• Work instructions
Write out the material again word for word, dropping any images it holds.

• Entries shown
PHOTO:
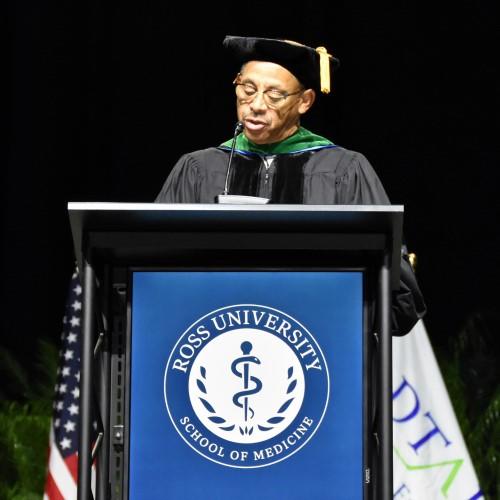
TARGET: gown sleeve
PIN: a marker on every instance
(181, 185)
(365, 188)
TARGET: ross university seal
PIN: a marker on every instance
(246, 386)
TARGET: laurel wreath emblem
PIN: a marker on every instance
(227, 426)
(214, 418)
(278, 418)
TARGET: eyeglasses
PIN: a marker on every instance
(247, 92)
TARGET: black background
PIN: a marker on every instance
(102, 99)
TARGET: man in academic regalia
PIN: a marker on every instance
(275, 158)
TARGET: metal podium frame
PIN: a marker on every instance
(118, 236)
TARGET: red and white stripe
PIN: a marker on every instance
(62, 474)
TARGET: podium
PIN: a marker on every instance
(234, 351)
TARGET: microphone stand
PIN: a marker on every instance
(225, 197)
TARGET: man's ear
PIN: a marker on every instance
(307, 100)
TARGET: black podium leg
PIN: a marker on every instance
(86, 376)
(385, 378)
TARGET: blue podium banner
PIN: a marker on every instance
(246, 385)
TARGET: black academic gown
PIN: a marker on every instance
(322, 176)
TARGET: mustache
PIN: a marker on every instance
(254, 118)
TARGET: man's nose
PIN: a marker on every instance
(258, 103)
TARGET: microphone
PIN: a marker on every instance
(235, 199)
(239, 127)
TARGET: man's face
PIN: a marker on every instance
(269, 121)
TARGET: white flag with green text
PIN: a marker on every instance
(431, 460)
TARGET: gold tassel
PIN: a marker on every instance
(324, 69)
(412, 257)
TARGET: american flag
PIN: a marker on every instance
(62, 471)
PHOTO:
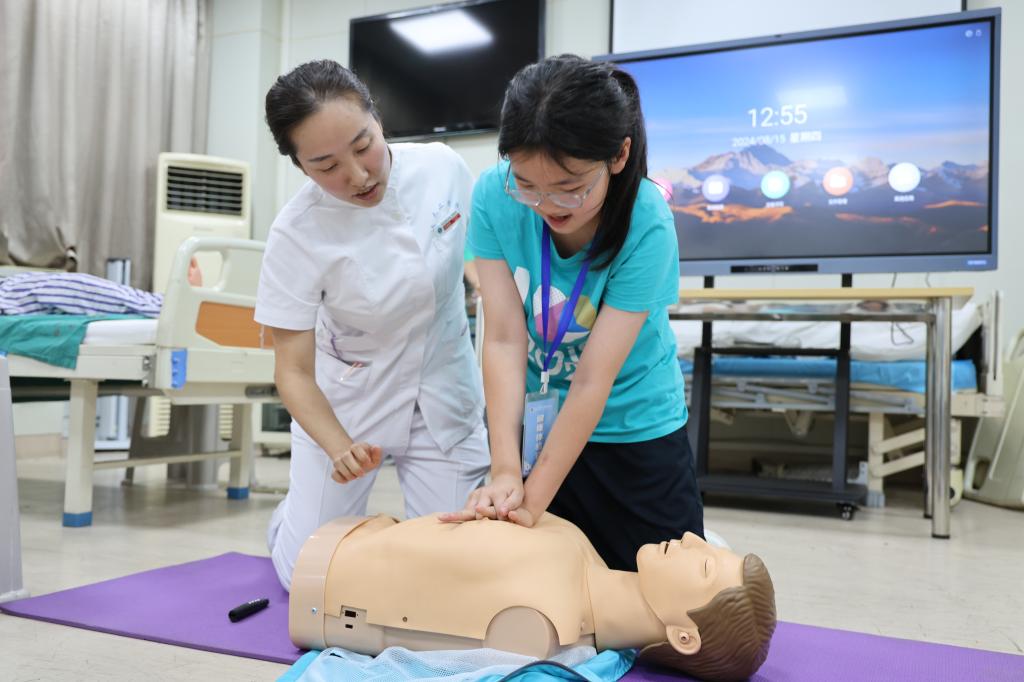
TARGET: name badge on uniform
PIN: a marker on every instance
(448, 222)
(538, 418)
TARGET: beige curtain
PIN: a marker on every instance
(92, 90)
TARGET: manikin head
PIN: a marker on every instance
(322, 116)
(718, 608)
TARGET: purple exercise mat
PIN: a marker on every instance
(187, 605)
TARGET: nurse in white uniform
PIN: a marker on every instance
(361, 284)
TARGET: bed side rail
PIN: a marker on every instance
(207, 334)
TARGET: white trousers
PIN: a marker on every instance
(431, 481)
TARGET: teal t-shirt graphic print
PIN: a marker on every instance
(646, 399)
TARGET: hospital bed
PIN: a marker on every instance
(205, 348)
(887, 383)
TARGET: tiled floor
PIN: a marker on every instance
(880, 573)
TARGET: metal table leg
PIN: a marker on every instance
(937, 417)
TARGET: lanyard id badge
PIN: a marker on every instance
(538, 418)
(541, 408)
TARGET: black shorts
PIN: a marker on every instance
(625, 495)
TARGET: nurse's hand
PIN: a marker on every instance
(356, 461)
(495, 500)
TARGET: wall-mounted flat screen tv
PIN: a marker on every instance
(868, 148)
(442, 70)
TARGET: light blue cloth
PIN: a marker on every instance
(646, 399)
(904, 375)
(398, 665)
(51, 339)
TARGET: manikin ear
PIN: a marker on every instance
(619, 163)
(684, 640)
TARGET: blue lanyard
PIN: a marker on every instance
(567, 310)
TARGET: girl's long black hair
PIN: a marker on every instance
(566, 107)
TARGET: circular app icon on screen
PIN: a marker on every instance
(838, 180)
(715, 187)
(775, 184)
(904, 177)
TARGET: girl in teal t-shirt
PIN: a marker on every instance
(578, 259)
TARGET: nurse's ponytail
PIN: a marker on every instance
(566, 107)
(302, 91)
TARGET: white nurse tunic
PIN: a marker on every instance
(383, 289)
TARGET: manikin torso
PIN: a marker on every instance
(426, 585)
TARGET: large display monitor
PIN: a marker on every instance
(442, 70)
(866, 148)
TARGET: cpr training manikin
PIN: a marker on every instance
(368, 584)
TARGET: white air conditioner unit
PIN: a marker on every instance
(198, 196)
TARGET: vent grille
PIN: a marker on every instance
(204, 190)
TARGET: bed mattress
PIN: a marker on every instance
(121, 333)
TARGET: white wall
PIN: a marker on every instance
(245, 60)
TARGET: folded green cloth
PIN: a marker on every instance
(51, 339)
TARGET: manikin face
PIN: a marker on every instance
(539, 172)
(341, 147)
(680, 576)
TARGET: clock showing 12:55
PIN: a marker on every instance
(769, 117)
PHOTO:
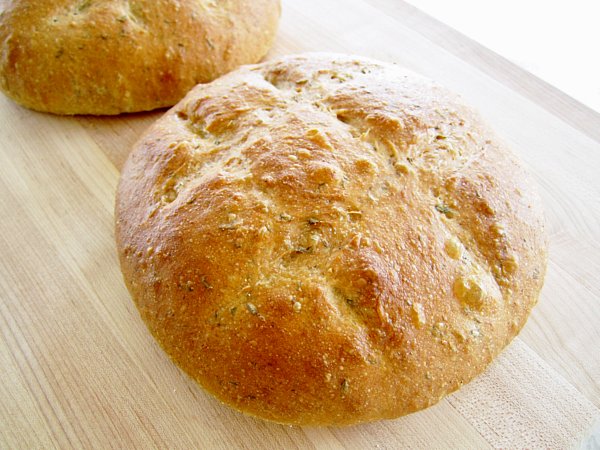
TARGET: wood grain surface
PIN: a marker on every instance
(79, 369)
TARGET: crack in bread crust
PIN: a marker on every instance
(328, 240)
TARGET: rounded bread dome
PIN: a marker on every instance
(116, 56)
(326, 239)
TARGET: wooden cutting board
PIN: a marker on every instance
(79, 369)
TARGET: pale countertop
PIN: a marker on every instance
(558, 41)
(79, 369)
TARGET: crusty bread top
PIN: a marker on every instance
(114, 56)
(328, 240)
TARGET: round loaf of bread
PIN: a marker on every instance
(327, 240)
(116, 56)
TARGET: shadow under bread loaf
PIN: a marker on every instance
(326, 239)
(116, 56)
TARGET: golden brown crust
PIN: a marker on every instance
(328, 240)
(115, 56)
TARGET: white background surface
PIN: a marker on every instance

• Result for this exercise
PHOTO:
TARGET: gown sleeve
PIN: a marker on every instance
(181, 185)
(365, 188)
TARGET: ross university seal
PIN: a marker on every instance
(246, 386)
TARGET: laurel wreath emblem
PIN: a marker on every instance
(227, 426)
(214, 418)
(278, 418)
TARGET: eyeglasses
PIN: a marker on every instance
(247, 92)
TARGET: black background
PIN: a marker on every instance
(102, 99)
TARGET: man in academic regalia
PIN: a marker on every instance
(275, 158)
TARGET: metal podium frame
PIN: a marker on every instance
(118, 236)
TARGET: red and white stripe
PIN: a marker on every instance
(62, 474)
TARGET: podium
PIN: a marker on every instance
(234, 351)
TARGET: microphone stand
PIN: a marker on every instance
(225, 197)
TARGET: man's ear
PIN: a marker on every instance
(307, 100)
TARGET: black podium leg
PIN: a marker on every instance
(86, 376)
(385, 378)
TARGET: blue podium banner
PIN: a marker on every instance
(246, 385)
TARGET: black academic gown
PIN: a marker on every instance
(322, 176)
TARGET: mustache
PIN: a marker on every instance
(254, 118)
TARGET: man's nose
PIN: a marker on every instance
(258, 103)
TARGET: microphone
PIN: a marker on every instance
(235, 199)
(239, 127)
TARGET: man's face
PIN: a marker on every instance
(269, 121)
TARGET: white flag with green text
PIN: a marker on every instance
(431, 460)
TARGET: gold tassel
PIN: a marker on every instance
(324, 69)
(412, 257)
TARGET: american flag
PIN: a marker on every instance
(62, 471)
PHOTO:
TARGET: name badge on uniform
PIN: a marker on every instance
(448, 222)
(538, 418)
TARGET: beige curtain
PIN: a marker on every instance
(92, 90)
TARGET: manikin head
PIN: a marker on every instance
(322, 116)
(718, 608)
TARGET: purple exercise mat
PIN: a marker on every instance
(187, 605)
TARGET: nurse in white uniform
PIN: a marker on every instance
(361, 284)
TARGET: bed side rail
PIN: a marker on every instance
(207, 334)
TARGET: white trousers
PIN: a marker on every instance
(431, 481)
TARGET: teal t-shirt graphic print
PIN: a marker on every instance
(646, 399)
TARGET: hospital bed
PIN: a marker on every instance
(205, 348)
(887, 383)
TARGET: tiled floor
PIN: a marker on every instance
(880, 573)
TARGET: metal table leg
PIN: a marker on every instance
(937, 417)
TARGET: lanyard id badge
PIN: a marker on every instance
(538, 418)
(541, 408)
TARGET: black shorts
PIN: a marker on every instance
(625, 495)
TARGET: nurse's hand
PIN: a marker on every instance
(356, 461)
(495, 500)
TARGET: wall-mounted flat screen tv
PIN: a marker on every instance
(868, 148)
(442, 70)
TARGET: light blue cloth
PIN: a marker on every instance
(646, 399)
(904, 375)
(398, 665)
(51, 339)
TARGET: manikin ear
PIN: a marker on every instance
(619, 163)
(684, 640)
TARGET: blue lanyard
PIN: a marker on every instance
(567, 310)
TARGET: girl's long black hair
PIN: a marker on every instance
(566, 107)
TARGET: circular app icon on screen
PIN: a marker on every instance
(838, 180)
(715, 187)
(775, 184)
(904, 177)
TARGET: girl in teal t-shirt
PIN: a marker on every instance
(578, 259)
TARGET: nurse's ponytail
PIN: a marker on every instance
(566, 107)
(302, 91)
TARGET: white nurse tunic
PIN: a marker on every instance
(383, 289)
TARGET: manikin torso
PIN: a marker on every instance
(426, 585)
TARGET: large display monitor
PIN: a marker on every instance
(442, 70)
(866, 148)
TARGET: cpr training manikin
PIN: a marker on every instance
(368, 584)
TARGET: white air conditioner unit
PIN: a marker on every instance
(198, 196)
TARGET: vent grille
PIN: a marker on every instance
(204, 190)
TARGET: bed mattress
PIN: a marker on every instance
(121, 333)
TARGET: white wall
PIN: a marker on every instance
(245, 60)
TARGET: folded green cloth
PIN: a marker on every instance
(51, 339)
TARGET: manikin face
PIN: a marker on every instance
(539, 172)
(341, 147)
(680, 576)
TARGET: clock showing 12:55
PIN: a marker on every instance
(769, 117)
PHOTO:
TARGET: wood grain surface
PIN: a marker on every instance
(79, 369)
TARGET: crack in bread crust
PIN: a marker on every instance
(328, 240)
TARGET: rounded bread dome
PIN: a marker on every instance
(116, 56)
(326, 239)
TARGET: wooden cutting board
PIN: a marker on every instance
(79, 369)
TARGET: pale countertop
PIN: a marker on every instance
(558, 41)
(79, 369)
TARGET: crusty bread top
PIN: a marker on every instance
(114, 56)
(328, 240)
TARGET: round loaf of bread
PIN: a marker on every instance
(327, 240)
(116, 56)
TARGET: shadow under bread loaf
PIN: a marker on every instance
(326, 239)
(116, 56)
TARGET: golden brown crust
PIN: a marker on every instance
(328, 240)
(115, 56)
TARGET: white background surface
PIN: a marker on every instance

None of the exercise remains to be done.